REQUIREMENTS - Copy the lines below word for word, everything from the line containing "Return the outline of every instance of the **column" down to the line containing "M 204 114 L", both included.

THE RECORDS -
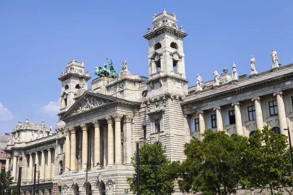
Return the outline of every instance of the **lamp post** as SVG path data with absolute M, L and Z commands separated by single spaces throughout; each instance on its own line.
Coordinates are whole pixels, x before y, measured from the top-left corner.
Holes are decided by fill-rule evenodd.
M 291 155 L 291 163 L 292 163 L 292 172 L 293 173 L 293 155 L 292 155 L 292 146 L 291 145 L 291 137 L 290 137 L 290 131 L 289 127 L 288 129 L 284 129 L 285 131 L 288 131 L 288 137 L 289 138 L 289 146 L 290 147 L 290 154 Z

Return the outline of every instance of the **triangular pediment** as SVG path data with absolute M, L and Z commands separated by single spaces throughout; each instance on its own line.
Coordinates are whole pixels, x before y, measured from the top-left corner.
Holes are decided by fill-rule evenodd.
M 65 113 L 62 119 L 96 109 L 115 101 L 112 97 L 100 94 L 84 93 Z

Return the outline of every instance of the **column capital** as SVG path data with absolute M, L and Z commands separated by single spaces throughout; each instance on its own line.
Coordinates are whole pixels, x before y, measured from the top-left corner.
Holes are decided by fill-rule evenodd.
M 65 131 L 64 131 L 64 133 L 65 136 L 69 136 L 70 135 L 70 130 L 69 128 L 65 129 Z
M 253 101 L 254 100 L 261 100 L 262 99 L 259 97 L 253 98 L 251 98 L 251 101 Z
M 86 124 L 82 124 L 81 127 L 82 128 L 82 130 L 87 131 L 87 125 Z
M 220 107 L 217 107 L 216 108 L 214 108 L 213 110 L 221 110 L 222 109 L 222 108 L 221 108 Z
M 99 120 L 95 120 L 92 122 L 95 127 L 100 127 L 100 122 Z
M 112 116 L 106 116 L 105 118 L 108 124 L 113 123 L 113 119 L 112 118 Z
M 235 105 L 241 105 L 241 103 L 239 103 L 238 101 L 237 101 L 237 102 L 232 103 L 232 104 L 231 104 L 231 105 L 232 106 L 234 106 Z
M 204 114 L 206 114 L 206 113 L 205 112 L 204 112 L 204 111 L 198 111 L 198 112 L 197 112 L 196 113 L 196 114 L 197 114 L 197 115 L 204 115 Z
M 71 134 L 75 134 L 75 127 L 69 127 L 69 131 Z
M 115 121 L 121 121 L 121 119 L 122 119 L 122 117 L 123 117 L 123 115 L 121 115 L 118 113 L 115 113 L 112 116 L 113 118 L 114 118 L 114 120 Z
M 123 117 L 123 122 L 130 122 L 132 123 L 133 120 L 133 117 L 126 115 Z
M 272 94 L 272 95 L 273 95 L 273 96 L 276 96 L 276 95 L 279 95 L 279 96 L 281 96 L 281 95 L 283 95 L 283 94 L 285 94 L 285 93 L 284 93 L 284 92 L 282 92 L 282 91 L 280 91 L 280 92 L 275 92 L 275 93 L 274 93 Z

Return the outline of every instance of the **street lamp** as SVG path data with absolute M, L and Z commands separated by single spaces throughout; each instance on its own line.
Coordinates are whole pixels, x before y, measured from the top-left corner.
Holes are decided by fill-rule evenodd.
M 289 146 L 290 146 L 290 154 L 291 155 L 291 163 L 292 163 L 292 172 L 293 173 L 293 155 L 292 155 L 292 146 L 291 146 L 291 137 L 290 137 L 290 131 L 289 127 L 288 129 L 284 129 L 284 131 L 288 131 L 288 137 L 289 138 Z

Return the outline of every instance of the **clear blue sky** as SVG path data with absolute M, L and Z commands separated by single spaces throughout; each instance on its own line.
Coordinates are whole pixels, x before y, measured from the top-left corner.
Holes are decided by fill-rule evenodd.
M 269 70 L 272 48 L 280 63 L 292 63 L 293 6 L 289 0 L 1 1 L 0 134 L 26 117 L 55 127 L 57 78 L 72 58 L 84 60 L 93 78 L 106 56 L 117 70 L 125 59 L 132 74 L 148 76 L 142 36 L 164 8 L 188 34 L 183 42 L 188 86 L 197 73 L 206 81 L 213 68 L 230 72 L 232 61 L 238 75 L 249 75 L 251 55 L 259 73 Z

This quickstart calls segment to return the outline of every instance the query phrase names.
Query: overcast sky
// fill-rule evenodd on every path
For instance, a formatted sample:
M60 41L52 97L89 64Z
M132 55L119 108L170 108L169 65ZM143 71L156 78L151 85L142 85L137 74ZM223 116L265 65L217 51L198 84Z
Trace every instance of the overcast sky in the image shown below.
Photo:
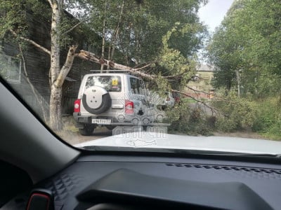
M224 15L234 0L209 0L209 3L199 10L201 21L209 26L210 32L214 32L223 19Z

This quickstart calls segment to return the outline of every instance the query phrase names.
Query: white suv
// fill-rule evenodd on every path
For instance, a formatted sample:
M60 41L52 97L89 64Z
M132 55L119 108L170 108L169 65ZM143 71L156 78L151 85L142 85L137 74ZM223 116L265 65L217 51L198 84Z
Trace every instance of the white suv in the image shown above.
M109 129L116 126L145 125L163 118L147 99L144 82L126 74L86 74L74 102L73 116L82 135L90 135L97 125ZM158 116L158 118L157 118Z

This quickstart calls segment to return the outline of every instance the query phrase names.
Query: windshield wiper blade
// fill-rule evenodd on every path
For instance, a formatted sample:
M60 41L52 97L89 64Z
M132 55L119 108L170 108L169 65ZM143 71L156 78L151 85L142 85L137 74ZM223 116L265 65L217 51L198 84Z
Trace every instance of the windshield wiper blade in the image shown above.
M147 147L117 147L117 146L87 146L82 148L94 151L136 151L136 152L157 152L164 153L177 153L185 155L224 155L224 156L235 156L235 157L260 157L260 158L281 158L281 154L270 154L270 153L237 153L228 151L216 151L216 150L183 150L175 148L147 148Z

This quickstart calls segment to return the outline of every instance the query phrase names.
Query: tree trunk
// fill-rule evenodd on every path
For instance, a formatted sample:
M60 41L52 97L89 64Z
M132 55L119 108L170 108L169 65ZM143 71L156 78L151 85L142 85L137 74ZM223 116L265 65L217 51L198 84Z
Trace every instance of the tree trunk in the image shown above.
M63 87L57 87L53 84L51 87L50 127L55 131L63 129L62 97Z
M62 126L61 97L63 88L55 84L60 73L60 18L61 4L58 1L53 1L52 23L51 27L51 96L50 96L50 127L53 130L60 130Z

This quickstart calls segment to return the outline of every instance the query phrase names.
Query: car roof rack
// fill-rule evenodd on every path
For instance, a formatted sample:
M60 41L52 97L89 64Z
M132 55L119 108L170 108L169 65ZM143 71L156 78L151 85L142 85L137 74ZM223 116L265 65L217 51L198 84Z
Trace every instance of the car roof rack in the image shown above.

ANSWER TO THE PROBLEM -
Return the outline of every instance of the **column capital** as SVG path data with absolute M, L and Z commands separated by single spaces throughout; each instance on its own line.
Coordinates are whole pixels, x before y, measured from the top-left corner.
Holes are decided by fill-rule evenodd.
M 65 131 L 64 131 L 64 133 L 65 136 L 69 136 L 70 135 L 70 130 L 69 128 L 65 129 Z
M 253 101 L 254 100 L 261 100 L 262 99 L 259 97 L 253 98 L 251 98 L 251 101 Z
M 86 124 L 82 124 L 81 127 L 82 128 L 82 130 L 87 131 L 87 125 Z
M 220 107 L 217 107 L 216 108 L 214 108 L 213 110 L 221 110 L 222 109 L 222 108 L 221 108 Z
M 99 120 L 95 120 L 92 122 L 95 127 L 100 127 L 100 122 Z
M 112 116 L 106 116 L 105 118 L 108 124 L 113 123 L 113 119 L 112 118 Z
M 235 105 L 241 105 L 241 103 L 239 103 L 238 101 L 237 101 L 237 102 L 232 103 L 232 104 L 231 104 L 231 105 L 232 106 L 234 106 Z
M 204 114 L 206 114 L 206 113 L 205 112 L 204 112 L 204 111 L 198 111 L 198 112 L 197 112 L 196 113 L 196 114 L 197 114 L 197 115 L 204 115 Z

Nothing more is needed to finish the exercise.